[Short exercise]: Rewrite the rows below from the beginning through the line that contains "xmin=156 ymin=119 xmax=258 ymax=304", both ends included. Keep every line as it stands except the bounding-box coordinates in the answers: multiply each by 0.7 and round it to a whole number, with halves rounded up. Give only those lines and leave the pictures out.

[Data shown]:
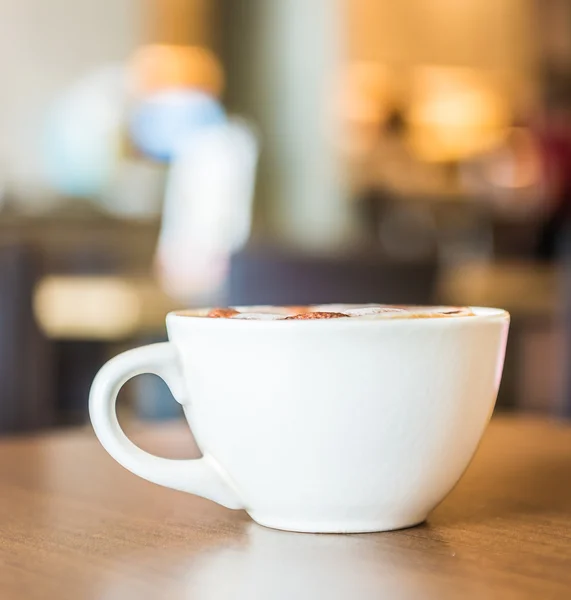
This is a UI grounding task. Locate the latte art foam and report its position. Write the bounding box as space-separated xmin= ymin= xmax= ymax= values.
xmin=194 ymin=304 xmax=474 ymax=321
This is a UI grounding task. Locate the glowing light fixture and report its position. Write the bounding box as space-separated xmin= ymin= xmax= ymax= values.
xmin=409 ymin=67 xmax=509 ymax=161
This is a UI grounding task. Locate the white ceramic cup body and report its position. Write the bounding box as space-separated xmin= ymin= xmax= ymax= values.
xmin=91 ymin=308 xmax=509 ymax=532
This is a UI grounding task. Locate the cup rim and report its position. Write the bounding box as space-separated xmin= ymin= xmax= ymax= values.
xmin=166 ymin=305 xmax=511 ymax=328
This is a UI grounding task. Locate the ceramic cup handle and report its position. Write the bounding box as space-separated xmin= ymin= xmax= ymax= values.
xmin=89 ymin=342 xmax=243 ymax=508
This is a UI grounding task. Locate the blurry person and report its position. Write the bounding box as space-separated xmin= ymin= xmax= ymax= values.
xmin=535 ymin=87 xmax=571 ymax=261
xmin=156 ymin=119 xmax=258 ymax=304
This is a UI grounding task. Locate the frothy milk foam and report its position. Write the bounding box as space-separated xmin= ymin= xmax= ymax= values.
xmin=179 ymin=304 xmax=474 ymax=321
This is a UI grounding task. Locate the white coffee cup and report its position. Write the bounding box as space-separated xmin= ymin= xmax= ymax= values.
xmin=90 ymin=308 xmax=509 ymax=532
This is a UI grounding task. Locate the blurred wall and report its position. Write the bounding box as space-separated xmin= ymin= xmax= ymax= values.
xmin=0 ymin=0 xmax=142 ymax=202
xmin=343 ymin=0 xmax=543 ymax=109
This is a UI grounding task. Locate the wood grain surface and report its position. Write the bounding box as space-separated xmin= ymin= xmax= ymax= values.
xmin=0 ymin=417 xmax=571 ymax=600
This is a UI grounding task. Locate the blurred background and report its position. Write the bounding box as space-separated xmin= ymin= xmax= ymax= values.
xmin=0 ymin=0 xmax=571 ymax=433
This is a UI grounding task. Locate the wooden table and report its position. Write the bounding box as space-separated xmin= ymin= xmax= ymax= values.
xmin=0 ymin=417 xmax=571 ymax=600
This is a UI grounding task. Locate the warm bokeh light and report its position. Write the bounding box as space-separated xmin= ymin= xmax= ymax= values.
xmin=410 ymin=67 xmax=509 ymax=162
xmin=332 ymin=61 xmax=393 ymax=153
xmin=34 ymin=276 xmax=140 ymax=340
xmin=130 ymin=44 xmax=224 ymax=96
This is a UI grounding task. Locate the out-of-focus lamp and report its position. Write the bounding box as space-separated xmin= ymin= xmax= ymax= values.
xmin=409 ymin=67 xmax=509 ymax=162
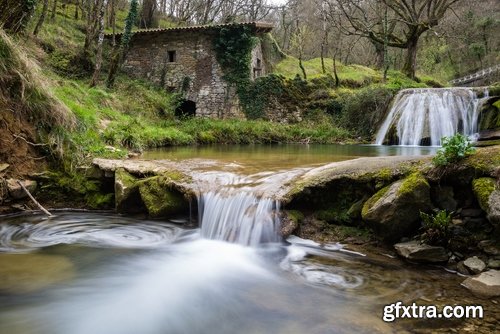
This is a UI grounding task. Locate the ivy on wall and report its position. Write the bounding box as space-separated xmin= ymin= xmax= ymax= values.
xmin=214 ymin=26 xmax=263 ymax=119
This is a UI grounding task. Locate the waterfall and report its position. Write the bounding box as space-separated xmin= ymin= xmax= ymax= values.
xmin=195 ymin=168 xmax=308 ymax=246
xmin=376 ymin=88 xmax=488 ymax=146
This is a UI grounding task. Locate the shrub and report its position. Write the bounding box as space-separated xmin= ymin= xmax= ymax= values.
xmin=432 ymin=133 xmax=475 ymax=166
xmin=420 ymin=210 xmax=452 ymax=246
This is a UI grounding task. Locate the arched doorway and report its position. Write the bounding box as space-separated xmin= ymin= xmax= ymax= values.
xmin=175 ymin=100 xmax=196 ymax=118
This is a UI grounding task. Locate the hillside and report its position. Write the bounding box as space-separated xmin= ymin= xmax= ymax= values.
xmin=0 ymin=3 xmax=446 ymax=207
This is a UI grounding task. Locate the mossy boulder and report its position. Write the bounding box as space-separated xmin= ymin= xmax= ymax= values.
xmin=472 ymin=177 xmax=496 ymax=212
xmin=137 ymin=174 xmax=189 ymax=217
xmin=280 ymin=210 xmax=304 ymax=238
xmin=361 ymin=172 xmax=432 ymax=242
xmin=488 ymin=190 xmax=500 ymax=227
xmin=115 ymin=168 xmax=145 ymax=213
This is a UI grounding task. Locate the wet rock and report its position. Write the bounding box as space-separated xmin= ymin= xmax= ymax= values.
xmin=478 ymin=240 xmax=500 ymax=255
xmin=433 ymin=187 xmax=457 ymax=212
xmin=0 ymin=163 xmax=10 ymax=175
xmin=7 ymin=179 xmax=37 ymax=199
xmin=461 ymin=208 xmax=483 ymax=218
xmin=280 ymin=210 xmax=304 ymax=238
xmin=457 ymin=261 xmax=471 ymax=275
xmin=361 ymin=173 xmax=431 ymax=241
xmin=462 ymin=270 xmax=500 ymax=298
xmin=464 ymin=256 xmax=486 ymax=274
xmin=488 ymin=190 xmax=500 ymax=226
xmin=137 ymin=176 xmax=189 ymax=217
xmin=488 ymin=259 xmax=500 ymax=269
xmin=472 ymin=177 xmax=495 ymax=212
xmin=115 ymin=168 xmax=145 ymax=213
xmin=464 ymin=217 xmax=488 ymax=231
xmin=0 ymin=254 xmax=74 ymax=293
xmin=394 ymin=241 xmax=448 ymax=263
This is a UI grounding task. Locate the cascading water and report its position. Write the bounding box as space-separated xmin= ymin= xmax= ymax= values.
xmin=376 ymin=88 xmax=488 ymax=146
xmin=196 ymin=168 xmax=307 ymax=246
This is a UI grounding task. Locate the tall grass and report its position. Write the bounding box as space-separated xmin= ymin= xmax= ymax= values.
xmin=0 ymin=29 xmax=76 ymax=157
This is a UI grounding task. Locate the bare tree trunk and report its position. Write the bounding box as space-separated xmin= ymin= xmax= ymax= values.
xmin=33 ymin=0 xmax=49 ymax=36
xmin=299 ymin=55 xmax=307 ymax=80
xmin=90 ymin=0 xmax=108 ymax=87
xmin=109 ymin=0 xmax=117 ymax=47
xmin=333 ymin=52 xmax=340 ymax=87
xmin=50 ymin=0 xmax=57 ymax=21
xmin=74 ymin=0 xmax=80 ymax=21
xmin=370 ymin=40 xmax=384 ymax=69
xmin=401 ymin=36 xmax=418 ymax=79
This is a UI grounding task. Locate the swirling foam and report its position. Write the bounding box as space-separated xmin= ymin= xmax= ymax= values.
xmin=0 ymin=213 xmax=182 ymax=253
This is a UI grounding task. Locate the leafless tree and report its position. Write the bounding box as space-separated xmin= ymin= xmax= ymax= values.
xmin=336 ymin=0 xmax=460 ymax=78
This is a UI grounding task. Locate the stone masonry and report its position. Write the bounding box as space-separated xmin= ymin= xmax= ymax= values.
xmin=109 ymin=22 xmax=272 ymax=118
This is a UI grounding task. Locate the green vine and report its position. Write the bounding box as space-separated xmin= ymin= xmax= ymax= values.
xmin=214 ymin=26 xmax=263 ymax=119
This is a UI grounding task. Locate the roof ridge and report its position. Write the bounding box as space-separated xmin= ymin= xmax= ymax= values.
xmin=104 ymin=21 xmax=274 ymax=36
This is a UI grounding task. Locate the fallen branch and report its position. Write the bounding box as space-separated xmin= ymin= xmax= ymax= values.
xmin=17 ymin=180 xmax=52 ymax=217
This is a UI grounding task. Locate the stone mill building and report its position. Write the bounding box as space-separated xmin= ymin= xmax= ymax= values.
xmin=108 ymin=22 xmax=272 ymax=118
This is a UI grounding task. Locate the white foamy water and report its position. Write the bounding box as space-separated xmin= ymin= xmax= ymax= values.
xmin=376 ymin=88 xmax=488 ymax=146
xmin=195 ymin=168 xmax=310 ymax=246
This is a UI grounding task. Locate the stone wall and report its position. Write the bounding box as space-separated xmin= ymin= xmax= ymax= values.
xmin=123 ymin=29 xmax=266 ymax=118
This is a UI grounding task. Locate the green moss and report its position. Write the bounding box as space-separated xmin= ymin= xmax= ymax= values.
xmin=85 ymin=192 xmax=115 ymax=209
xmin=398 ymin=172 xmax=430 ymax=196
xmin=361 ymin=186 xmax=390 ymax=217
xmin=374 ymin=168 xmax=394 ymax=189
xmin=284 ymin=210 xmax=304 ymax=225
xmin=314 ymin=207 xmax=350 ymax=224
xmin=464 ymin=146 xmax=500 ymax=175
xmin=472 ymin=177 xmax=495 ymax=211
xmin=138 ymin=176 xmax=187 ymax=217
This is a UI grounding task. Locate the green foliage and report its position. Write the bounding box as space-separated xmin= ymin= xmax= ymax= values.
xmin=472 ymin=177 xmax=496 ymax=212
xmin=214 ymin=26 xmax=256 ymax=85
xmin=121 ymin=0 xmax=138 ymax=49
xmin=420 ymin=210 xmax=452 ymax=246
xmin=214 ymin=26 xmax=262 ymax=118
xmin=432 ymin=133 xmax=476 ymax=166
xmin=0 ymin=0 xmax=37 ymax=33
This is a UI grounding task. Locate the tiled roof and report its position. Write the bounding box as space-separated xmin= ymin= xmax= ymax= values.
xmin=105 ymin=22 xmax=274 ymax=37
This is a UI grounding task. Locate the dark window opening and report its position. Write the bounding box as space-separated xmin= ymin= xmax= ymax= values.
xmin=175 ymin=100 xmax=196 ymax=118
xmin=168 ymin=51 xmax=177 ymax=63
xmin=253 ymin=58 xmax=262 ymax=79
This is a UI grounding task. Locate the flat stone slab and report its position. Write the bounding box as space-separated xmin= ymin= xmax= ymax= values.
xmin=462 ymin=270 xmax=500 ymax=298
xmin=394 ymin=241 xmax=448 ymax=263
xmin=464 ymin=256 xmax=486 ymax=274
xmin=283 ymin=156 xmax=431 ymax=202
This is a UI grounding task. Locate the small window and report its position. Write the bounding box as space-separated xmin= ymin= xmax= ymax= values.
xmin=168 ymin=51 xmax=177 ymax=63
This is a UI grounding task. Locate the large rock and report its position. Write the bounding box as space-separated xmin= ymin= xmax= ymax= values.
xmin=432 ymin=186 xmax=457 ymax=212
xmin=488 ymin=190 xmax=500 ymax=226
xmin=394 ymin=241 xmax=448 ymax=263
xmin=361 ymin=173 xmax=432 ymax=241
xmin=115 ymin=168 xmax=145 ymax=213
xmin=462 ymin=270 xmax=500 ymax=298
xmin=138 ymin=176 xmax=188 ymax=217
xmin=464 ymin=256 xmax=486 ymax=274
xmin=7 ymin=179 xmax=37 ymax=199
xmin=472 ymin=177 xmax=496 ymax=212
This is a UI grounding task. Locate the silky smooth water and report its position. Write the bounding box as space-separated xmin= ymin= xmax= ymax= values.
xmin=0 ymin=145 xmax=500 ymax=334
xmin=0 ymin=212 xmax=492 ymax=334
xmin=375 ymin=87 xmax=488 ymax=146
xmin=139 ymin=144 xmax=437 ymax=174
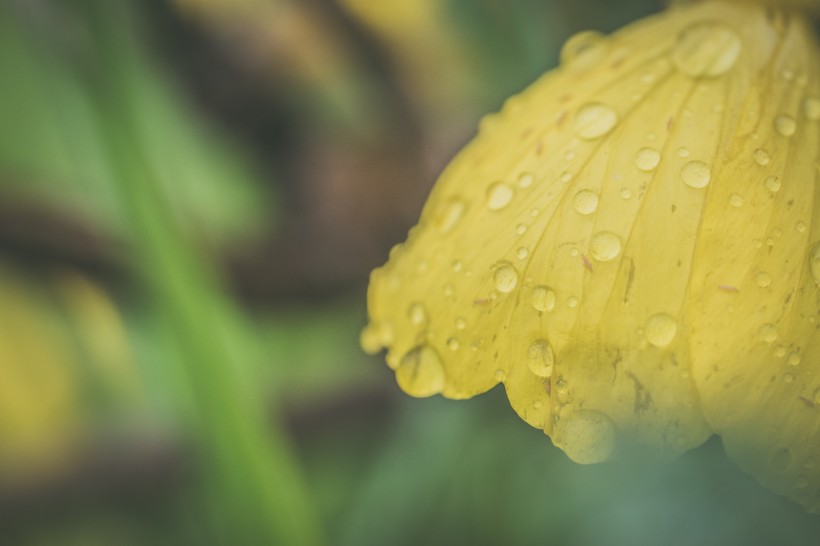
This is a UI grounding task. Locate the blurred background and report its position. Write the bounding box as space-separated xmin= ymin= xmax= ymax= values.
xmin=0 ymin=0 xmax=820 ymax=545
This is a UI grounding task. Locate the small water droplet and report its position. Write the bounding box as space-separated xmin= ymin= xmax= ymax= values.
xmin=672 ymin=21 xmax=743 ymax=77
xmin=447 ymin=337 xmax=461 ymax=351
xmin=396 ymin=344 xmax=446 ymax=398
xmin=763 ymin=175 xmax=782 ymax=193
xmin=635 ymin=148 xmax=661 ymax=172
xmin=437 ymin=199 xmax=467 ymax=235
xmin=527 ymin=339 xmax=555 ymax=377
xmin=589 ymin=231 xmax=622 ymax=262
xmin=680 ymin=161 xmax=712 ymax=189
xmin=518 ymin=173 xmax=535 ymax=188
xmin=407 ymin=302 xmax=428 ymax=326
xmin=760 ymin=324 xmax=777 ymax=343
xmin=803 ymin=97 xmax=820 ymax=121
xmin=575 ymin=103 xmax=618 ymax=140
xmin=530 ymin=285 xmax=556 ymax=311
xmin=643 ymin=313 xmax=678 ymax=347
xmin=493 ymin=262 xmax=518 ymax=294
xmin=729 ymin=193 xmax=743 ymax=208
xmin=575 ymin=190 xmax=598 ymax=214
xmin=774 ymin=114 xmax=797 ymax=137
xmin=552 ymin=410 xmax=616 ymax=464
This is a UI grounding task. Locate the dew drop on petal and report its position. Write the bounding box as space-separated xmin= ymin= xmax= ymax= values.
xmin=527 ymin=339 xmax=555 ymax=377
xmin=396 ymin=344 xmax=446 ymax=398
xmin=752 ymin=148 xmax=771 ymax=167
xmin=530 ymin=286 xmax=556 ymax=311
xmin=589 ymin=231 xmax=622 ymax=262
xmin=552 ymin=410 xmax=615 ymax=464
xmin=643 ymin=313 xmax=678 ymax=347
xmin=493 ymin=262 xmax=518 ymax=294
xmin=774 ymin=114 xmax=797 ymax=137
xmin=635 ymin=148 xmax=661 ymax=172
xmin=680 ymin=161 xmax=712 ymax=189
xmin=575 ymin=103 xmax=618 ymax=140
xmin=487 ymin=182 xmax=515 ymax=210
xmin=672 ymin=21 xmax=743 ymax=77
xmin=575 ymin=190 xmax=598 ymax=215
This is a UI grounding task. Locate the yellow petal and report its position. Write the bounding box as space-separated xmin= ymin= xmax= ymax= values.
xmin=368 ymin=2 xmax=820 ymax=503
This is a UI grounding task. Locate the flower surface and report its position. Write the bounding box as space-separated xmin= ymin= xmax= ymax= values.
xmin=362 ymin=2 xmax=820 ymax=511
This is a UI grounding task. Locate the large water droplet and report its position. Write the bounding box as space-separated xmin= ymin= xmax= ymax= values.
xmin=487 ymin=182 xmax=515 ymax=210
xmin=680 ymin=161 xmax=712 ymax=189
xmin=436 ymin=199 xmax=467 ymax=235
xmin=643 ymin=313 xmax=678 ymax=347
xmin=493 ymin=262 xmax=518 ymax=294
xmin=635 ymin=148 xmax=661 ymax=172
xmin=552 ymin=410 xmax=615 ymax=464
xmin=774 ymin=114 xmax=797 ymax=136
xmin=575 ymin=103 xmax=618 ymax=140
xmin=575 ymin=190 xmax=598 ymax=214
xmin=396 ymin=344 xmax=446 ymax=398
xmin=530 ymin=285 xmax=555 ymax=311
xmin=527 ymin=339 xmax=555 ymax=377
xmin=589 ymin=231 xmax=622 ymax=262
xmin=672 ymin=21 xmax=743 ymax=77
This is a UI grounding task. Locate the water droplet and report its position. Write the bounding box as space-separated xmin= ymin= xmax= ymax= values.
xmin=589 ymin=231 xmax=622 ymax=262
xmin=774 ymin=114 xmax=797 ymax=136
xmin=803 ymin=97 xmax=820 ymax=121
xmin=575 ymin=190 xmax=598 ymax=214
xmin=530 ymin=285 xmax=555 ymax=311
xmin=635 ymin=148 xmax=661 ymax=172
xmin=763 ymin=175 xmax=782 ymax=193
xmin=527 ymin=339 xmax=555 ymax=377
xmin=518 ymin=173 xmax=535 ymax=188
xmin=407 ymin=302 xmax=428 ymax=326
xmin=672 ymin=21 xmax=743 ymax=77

[Full answer]:
This is a UI grounding task. Locate the latte art foam and report its position. Write the bounding box as space-separated xmin= ymin= xmax= ymax= values.
xmin=136 ymin=213 xmax=332 ymax=225
This is a UI grounding task. Locate the glowing light fixture and report its position. Write the bounding box as space-separated xmin= ymin= xmax= ymax= values.
xmin=286 ymin=47 xmax=356 ymax=113
This is a UI grounding task. Locate the white ceramic cup body and report its position. Write the bounding box as space-separated xmin= ymin= xmax= ymax= values.
xmin=64 ymin=216 xmax=356 ymax=372
This is a UI grounding task. Locate the cup rim and report its position. Write the bounding box as space-separated xmin= ymin= xmax= ymax= values.
xmin=116 ymin=214 xmax=358 ymax=230
This is a UI grounding task. Locate the ceramic cup handle and report its position. Write the bounding box as space-separated xmin= ymin= xmax= ymax= values.
xmin=62 ymin=239 xmax=170 ymax=356
This is a UI grounding task. Locate the blurry person and report its position. Write the bounding box as space-separated xmin= ymin= xmax= ymax= values.
xmin=375 ymin=61 xmax=400 ymax=183
xmin=109 ymin=83 xmax=181 ymax=213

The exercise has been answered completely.